| Source text |

Skip to content

CherryLemon/thriftrs2

Repository files navigation

thriftrs2

PyPI Python License Rust

A fast, Rust-powered Apache Thrift toolkit for Python.

Features · Quick Start · Documentation · Changelog


About

thriftrs2 brings native Rust performance to Python Thrift workflows through PyO3. It provides an end-to-end toolkit: parse .thrift IDL files, serialize and deserialize structs, and run RPC clients and servers — all with a Python-first API that feels idiomatic.

Status: alpha. The core serialization, IDL parsing, and RPC paths are stable enough for evaluation; the API may still shift before 1.0.

Why another Thrift library?

Existing Python Thrift libraries are pure-Python and carry a serialization bottleneck. thriftrs2 replaces the hot path (parsing, ser/de, RPC framing) with compiled Rust, while keeping the user-facing API in Python where flexibility matters.

Features

Category What's included
IDL parser struct, service, enum, union, exception, const, typedef, include, namespace, throws, annotations, field defaults, extends inheritance
Protocols Binary, Compact, JSON (TJSON field-id format)
Serialization serialize / deserialize for structs; dumps / loads for JSON text
Transports TBufferedTransport, TFramedTransport
RPC client Context-manager based, sync call() with automatic request/response framing
RPC server Multi-threaded (configurable workers), sync handler dispatch, oneway support
Compatibility Reads thriftpy2 JSON envelopes; runs structured benchmarks against thriftpy2

Quick Start

Installation

pip install thriftrs2

Requires Python ≥ 3.9.

1. Load a Thrift file

from thriftrs2 import load

mod = load("example.thrift")
# mod.User       → struct type
# mod.UserService → service type

2. Serialize and deserialize

from thriftrs2 import serialize, deserialize

user = {"id": 1, "name": "Alice", "email": "alice@example.com", "age": 30}

blob = serialize(mod.User, user)
restored = deserialize(mod.User, blob)

Box annotations for photos:
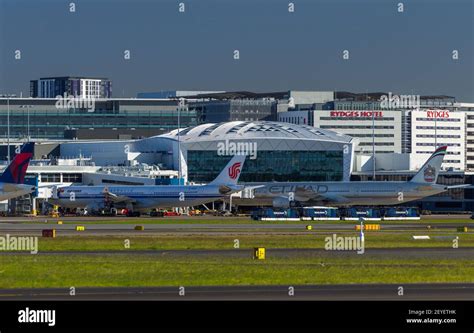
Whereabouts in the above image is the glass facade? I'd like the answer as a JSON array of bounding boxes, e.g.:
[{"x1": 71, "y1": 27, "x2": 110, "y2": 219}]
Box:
[
  {"x1": 187, "y1": 150, "x2": 343, "y2": 183},
  {"x1": 0, "y1": 99, "x2": 197, "y2": 139}
]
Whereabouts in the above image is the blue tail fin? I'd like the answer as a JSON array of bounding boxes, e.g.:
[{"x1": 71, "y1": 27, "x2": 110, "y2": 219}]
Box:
[{"x1": 0, "y1": 142, "x2": 35, "y2": 184}]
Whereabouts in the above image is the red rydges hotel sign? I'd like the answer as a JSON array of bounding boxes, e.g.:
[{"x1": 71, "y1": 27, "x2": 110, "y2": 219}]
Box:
[
  {"x1": 329, "y1": 111, "x2": 383, "y2": 118},
  {"x1": 426, "y1": 110, "x2": 449, "y2": 118}
]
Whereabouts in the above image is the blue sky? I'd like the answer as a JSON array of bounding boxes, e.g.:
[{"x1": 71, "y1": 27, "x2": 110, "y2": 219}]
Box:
[{"x1": 0, "y1": 0, "x2": 474, "y2": 102}]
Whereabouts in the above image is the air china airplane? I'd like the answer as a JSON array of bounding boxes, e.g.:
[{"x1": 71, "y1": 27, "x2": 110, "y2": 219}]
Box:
[
  {"x1": 239, "y1": 146, "x2": 470, "y2": 208},
  {"x1": 50, "y1": 155, "x2": 245, "y2": 212},
  {"x1": 0, "y1": 142, "x2": 35, "y2": 201}
]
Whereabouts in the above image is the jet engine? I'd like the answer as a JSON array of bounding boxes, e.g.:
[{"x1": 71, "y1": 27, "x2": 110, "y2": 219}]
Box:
[{"x1": 272, "y1": 197, "x2": 291, "y2": 208}]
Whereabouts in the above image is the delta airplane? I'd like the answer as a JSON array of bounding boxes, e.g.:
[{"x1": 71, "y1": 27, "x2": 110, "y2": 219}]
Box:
[
  {"x1": 241, "y1": 146, "x2": 469, "y2": 208},
  {"x1": 0, "y1": 142, "x2": 35, "y2": 201},
  {"x1": 50, "y1": 155, "x2": 245, "y2": 212}
]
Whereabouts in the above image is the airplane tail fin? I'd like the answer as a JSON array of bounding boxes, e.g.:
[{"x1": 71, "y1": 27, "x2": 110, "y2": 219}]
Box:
[
  {"x1": 209, "y1": 155, "x2": 246, "y2": 185},
  {"x1": 410, "y1": 146, "x2": 448, "y2": 184},
  {"x1": 0, "y1": 142, "x2": 35, "y2": 184}
]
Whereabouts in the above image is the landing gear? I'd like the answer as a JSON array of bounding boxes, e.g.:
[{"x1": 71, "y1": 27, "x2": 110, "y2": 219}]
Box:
[{"x1": 125, "y1": 210, "x2": 140, "y2": 217}]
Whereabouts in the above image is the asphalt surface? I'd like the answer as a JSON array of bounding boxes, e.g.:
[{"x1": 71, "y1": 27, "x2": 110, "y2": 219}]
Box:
[
  {"x1": 0, "y1": 247, "x2": 474, "y2": 265},
  {"x1": 0, "y1": 283, "x2": 474, "y2": 301}
]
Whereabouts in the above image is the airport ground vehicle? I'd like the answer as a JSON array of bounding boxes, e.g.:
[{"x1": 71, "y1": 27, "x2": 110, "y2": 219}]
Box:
[{"x1": 251, "y1": 206, "x2": 420, "y2": 221}]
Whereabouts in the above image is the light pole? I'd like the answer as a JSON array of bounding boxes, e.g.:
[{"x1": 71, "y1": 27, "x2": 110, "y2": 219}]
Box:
[{"x1": 20, "y1": 105, "x2": 33, "y2": 142}]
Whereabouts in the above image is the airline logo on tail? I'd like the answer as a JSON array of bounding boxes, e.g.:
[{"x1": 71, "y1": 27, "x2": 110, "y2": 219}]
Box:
[
  {"x1": 0, "y1": 142, "x2": 34, "y2": 184},
  {"x1": 423, "y1": 164, "x2": 436, "y2": 183},
  {"x1": 229, "y1": 162, "x2": 242, "y2": 179}
]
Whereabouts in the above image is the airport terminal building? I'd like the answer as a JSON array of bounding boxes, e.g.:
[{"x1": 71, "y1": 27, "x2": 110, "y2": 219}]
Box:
[{"x1": 60, "y1": 121, "x2": 354, "y2": 183}]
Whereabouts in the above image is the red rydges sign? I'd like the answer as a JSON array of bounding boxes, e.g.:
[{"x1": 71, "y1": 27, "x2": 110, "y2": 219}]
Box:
[
  {"x1": 229, "y1": 162, "x2": 241, "y2": 179},
  {"x1": 329, "y1": 111, "x2": 383, "y2": 118},
  {"x1": 426, "y1": 110, "x2": 449, "y2": 118}
]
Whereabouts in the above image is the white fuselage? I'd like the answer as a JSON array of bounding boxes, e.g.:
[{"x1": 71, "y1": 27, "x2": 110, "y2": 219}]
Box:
[
  {"x1": 51, "y1": 185, "x2": 241, "y2": 210},
  {"x1": 0, "y1": 183, "x2": 34, "y2": 201},
  {"x1": 239, "y1": 181, "x2": 447, "y2": 206}
]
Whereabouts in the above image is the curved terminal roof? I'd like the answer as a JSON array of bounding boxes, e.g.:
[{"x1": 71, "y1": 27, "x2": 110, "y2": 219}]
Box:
[{"x1": 157, "y1": 121, "x2": 352, "y2": 143}]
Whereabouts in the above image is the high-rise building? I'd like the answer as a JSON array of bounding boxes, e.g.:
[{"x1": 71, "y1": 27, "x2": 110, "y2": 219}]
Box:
[{"x1": 30, "y1": 76, "x2": 112, "y2": 98}]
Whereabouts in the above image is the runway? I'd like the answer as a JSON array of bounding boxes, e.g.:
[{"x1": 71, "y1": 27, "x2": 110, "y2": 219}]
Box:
[
  {"x1": 0, "y1": 283, "x2": 474, "y2": 301},
  {"x1": 0, "y1": 221, "x2": 468, "y2": 235},
  {"x1": 0, "y1": 247, "x2": 474, "y2": 260}
]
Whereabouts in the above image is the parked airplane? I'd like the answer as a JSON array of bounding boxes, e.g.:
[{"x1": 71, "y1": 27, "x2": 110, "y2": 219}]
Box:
[
  {"x1": 0, "y1": 142, "x2": 35, "y2": 201},
  {"x1": 50, "y1": 155, "x2": 245, "y2": 212},
  {"x1": 234, "y1": 146, "x2": 469, "y2": 208}
]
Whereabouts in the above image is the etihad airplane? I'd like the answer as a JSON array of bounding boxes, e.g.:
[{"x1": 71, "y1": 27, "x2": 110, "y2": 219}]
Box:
[
  {"x1": 50, "y1": 155, "x2": 245, "y2": 212},
  {"x1": 0, "y1": 142, "x2": 35, "y2": 201},
  {"x1": 237, "y1": 146, "x2": 469, "y2": 208}
]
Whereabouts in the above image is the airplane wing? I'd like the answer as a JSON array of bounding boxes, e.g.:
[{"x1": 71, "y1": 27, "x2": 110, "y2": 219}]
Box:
[
  {"x1": 447, "y1": 184, "x2": 473, "y2": 190},
  {"x1": 295, "y1": 187, "x2": 347, "y2": 204},
  {"x1": 295, "y1": 186, "x2": 323, "y2": 201},
  {"x1": 104, "y1": 188, "x2": 136, "y2": 203},
  {"x1": 3, "y1": 183, "x2": 34, "y2": 192}
]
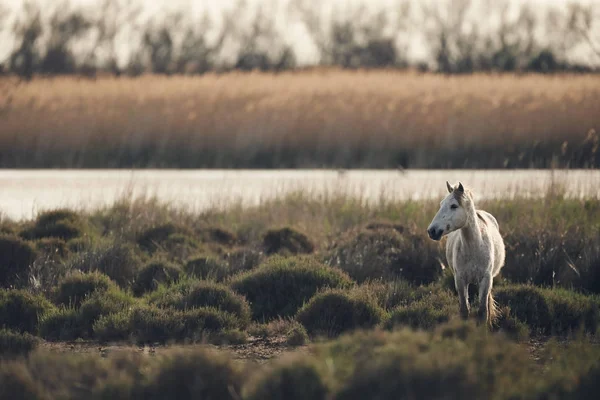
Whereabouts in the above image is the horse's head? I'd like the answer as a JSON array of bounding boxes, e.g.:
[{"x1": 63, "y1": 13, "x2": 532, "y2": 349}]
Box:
[{"x1": 427, "y1": 182, "x2": 470, "y2": 240}]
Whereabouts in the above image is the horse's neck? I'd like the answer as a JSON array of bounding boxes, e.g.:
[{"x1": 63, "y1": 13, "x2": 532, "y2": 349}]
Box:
[{"x1": 460, "y1": 204, "x2": 482, "y2": 244}]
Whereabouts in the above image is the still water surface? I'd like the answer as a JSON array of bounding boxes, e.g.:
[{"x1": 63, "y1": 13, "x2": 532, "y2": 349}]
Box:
[{"x1": 0, "y1": 170, "x2": 600, "y2": 219}]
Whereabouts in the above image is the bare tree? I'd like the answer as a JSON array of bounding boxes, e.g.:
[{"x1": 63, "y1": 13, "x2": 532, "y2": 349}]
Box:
[{"x1": 10, "y1": 2, "x2": 42, "y2": 80}]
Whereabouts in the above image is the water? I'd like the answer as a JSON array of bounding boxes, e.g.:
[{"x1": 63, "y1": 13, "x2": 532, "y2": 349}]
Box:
[{"x1": 0, "y1": 170, "x2": 600, "y2": 219}]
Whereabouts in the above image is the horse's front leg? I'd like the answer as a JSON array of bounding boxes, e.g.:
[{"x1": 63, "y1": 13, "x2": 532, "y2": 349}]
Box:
[
  {"x1": 454, "y1": 275, "x2": 469, "y2": 319},
  {"x1": 479, "y1": 274, "x2": 493, "y2": 324}
]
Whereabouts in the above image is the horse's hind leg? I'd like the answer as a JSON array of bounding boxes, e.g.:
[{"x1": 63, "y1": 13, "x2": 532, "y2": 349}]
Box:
[
  {"x1": 479, "y1": 275, "x2": 495, "y2": 326},
  {"x1": 454, "y1": 277, "x2": 469, "y2": 319}
]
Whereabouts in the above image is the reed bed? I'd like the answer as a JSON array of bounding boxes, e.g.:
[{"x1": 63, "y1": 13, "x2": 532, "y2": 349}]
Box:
[{"x1": 0, "y1": 69, "x2": 600, "y2": 168}]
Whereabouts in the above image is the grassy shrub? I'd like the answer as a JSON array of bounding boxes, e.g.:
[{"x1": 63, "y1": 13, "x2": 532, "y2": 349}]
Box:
[
  {"x1": 21, "y1": 209, "x2": 86, "y2": 241},
  {"x1": 92, "y1": 310, "x2": 132, "y2": 342},
  {"x1": 0, "y1": 289, "x2": 54, "y2": 333},
  {"x1": 52, "y1": 272, "x2": 116, "y2": 307},
  {"x1": 0, "y1": 234, "x2": 38, "y2": 288},
  {"x1": 244, "y1": 357, "x2": 329, "y2": 400},
  {"x1": 138, "y1": 350, "x2": 243, "y2": 400},
  {"x1": 35, "y1": 237, "x2": 69, "y2": 260},
  {"x1": 385, "y1": 291, "x2": 458, "y2": 329},
  {"x1": 77, "y1": 288, "x2": 136, "y2": 337},
  {"x1": 248, "y1": 318, "x2": 309, "y2": 346},
  {"x1": 0, "y1": 349, "x2": 243, "y2": 400},
  {"x1": 148, "y1": 280, "x2": 251, "y2": 327},
  {"x1": 316, "y1": 322, "x2": 536, "y2": 400},
  {"x1": 198, "y1": 226, "x2": 239, "y2": 246},
  {"x1": 183, "y1": 256, "x2": 231, "y2": 282},
  {"x1": 137, "y1": 222, "x2": 192, "y2": 253},
  {"x1": 230, "y1": 256, "x2": 351, "y2": 320},
  {"x1": 0, "y1": 329, "x2": 39, "y2": 360},
  {"x1": 495, "y1": 285, "x2": 600, "y2": 334},
  {"x1": 68, "y1": 241, "x2": 142, "y2": 288},
  {"x1": 328, "y1": 229, "x2": 442, "y2": 284},
  {"x1": 39, "y1": 307, "x2": 82, "y2": 341},
  {"x1": 296, "y1": 289, "x2": 385, "y2": 337},
  {"x1": 224, "y1": 248, "x2": 263, "y2": 275},
  {"x1": 263, "y1": 227, "x2": 315, "y2": 255},
  {"x1": 133, "y1": 260, "x2": 181, "y2": 296},
  {"x1": 131, "y1": 307, "x2": 239, "y2": 343}
]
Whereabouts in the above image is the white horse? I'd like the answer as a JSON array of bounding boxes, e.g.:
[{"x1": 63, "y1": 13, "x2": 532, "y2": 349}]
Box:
[{"x1": 427, "y1": 182, "x2": 505, "y2": 325}]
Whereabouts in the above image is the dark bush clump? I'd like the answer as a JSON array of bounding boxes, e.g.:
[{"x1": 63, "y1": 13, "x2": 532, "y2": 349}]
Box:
[
  {"x1": 0, "y1": 235, "x2": 38, "y2": 288},
  {"x1": 53, "y1": 272, "x2": 116, "y2": 307},
  {"x1": 0, "y1": 329, "x2": 39, "y2": 360},
  {"x1": 199, "y1": 226, "x2": 238, "y2": 246},
  {"x1": 21, "y1": 209, "x2": 86, "y2": 241},
  {"x1": 77, "y1": 288, "x2": 135, "y2": 337},
  {"x1": 39, "y1": 307, "x2": 82, "y2": 340},
  {"x1": 316, "y1": 322, "x2": 535, "y2": 400},
  {"x1": 296, "y1": 290, "x2": 385, "y2": 337},
  {"x1": 131, "y1": 307, "x2": 239, "y2": 343},
  {"x1": 137, "y1": 223, "x2": 192, "y2": 253},
  {"x1": 69, "y1": 242, "x2": 142, "y2": 288},
  {"x1": 230, "y1": 256, "x2": 351, "y2": 320},
  {"x1": 0, "y1": 290, "x2": 54, "y2": 333},
  {"x1": 35, "y1": 237, "x2": 69, "y2": 260},
  {"x1": 92, "y1": 310, "x2": 132, "y2": 342},
  {"x1": 495, "y1": 285, "x2": 600, "y2": 334},
  {"x1": 328, "y1": 229, "x2": 442, "y2": 284},
  {"x1": 148, "y1": 280, "x2": 250, "y2": 327},
  {"x1": 224, "y1": 249, "x2": 263, "y2": 275},
  {"x1": 139, "y1": 350, "x2": 243, "y2": 400},
  {"x1": 133, "y1": 260, "x2": 181, "y2": 296},
  {"x1": 385, "y1": 291, "x2": 458, "y2": 329},
  {"x1": 244, "y1": 357, "x2": 328, "y2": 400},
  {"x1": 183, "y1": 256, "x2": 230, "y2": 282},
  {"x1": 263, "y1": 228, "x2": 315, "y2": 255}
]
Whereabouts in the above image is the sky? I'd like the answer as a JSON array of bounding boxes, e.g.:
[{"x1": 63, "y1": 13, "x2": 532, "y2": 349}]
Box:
[{"x1": 0, "y1": 0, "x2": 600, "y2": 63}]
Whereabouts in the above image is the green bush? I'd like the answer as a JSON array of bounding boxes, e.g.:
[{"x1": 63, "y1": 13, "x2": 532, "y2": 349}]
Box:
[
  {"x1": 21, "y1": 209, "x2": 86, "y2": 241},
  {"x1": 39, "y1": 307, "x2": 82, "y2": 341},
  {"x1": 78, "y1": 288, "x2": 135, "y2": 337},
  {"x1": 296, "y1": 289, "x2": 385, "y2": 337},
  {"x1": 315, "y1": 321, "x2": 539, "y2": 400},
  {"x1": 0, "y1": 329, "x2": 39, "y2": 360},
  {"x1": 495, "y1": 285, "x2": 600, "y2": 334},
  {"x1": 131, "y1": 307, "x2": 239, "y2": 343},
  {"x1": 328, "y1": 229, "x2": 442, "y2": 284},
  {"x1": 0, "y1": 234, "x2": 38, "y2": 288},
  {"x1": 137, "y1": 223, "x2": 192, "y2": 253},
  {"x1": 183, "y1": 256, "x2": 231, "y2": 282},
  {"x1": 68, "y1": 242, "x2": 142, "y2": 288},
  {"x1": 224, "y1": 248, "x2": 263, "y2": 275},
  {"x1": 133, "y1": 260, "x2": 181, "y2": 296},
  {"x1": 230, "y1": 256, "x2": 351, "y2": 320},
  {"x1": 138, "y1": 350, "x2": 243, "y2": 400},
  {"x1": 148, "y1": 280, "x2": 250, "y2": 327},
  {"x1": 0, "y1": 289, "x2": 54, "y2": 333},
  {"x1": 35, "y1": 237, "x2": 69, "y2": 260},
  {"x1": 385, "y1": 291, "x2": 458, "y2": 329},
  {"x1": 244, "y1": 357, "x2": 328, "y2": 400},
  {"x1": 92, "y1": 310, "x2": 132, "y2": 342},
  {"x1": 199, "y1": 226, "x2": 238, "y2": 246},
  {"x1": 263, "y1": 227, "x2": 315, "y2": 255},
  {"x1": 52, "y1": 272, "x2": 116, "y2": 308}
]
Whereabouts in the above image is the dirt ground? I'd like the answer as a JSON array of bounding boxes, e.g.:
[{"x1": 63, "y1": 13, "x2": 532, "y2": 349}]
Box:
[{"x1": 41, "y1": 336, "x2": 307, "y2": 364}]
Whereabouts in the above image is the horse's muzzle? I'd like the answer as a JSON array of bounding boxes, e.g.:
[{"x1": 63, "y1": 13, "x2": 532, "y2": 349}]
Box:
[{"x1": 427, "y1": 226, "x2": 444, "y2": 240}]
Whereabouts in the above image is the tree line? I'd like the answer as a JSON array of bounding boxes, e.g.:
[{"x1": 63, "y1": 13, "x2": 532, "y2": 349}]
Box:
[{"x1": 0, "y1": 0, "x2": 600, "y2": 79}]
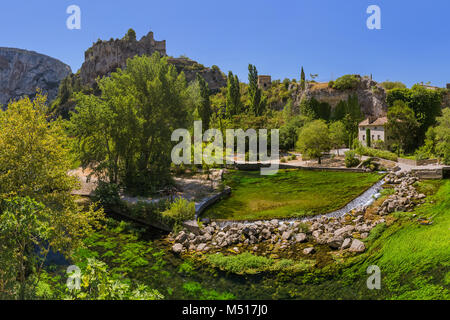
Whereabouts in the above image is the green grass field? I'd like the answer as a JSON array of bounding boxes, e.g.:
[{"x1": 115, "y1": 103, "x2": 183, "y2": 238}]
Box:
[
  {"x1": 203, "y1": 170, "x2": 381, "y2": 220},
  {"x1": 344, "y1": 180, "x2": 450, "y2": 300}
]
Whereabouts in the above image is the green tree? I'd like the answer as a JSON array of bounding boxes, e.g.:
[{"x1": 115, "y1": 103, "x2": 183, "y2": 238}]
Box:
[
  {"x1": 300, "y1": 66, "x2": 306, "y2": 90},
  {"x1": 386, "y1": 84, "x2": 442, "y2": 143},
  {"x1": 0, "y1": 197, "x2": 51, "y2": 300},
  {"x1": 380, "y1": 81, "x2": 406, "y2": 90},
  {"x1": 197, "y1": 73, "x2": 212, "y2": 130},
  {"x1": 66, "y1": 258, "x2": 164, "y2": 300},
  {"x1": 329, "y1": 121, "x2": 347, "y2": 155},
  {"x1": 435, "y1": 108, "x2": 450, "y2": 164},
  {"x1": 333, "y1": 74, "x2": 361, "y2": 90},
  {"x1": 0, "y1": 93, "x2": 102, "y2": 298},
  {"x1": 386, "y1": 100, "x2": 419, "y2": 155},
  {"x1": 124, "y1": 28, "x2": 136, "y2": 41},
  {"x1": 297, "y1": 120, "x2": 331, "y2": 164},
  {"x1": 366, "y1": 128, "x2": 372, "y2": 148},
  {"x1": 226, "y1": 71, "x2": 242, "y2": 118},
  {"x1": 248, "y1": 64, "x2": 265, "y2": 116},
  {"x1": 70, "y1": 52, "x2": 192, "y2": 194}
]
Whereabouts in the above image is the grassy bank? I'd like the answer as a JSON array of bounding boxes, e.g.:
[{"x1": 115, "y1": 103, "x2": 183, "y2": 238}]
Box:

| What you will do |
1) What Python version does the thriftrs2 page say is required?
2) Repeat the thriftrs2 page text starting at "Features · Quick" and ending at "another Thrift library?".

| Responses to the exercise |
1) Python 3.9 or later.

2)
Features · Quick Start · Documentation · Changelog


About

thriftrs2 brings native Rust performance to Python Thrift workflows through PyO3. It provides an end-to-end toolkit: parse .thrift IDL files, serialize and deserialize structs, and run RPC clients and servers — all with a Python-first API that feels idiomatic.

Status: alpha. The core serialization, IDL parsing, and RPC paths are stable enough for evaluation; the API may still shift before 1.0.

Why another Thrift library?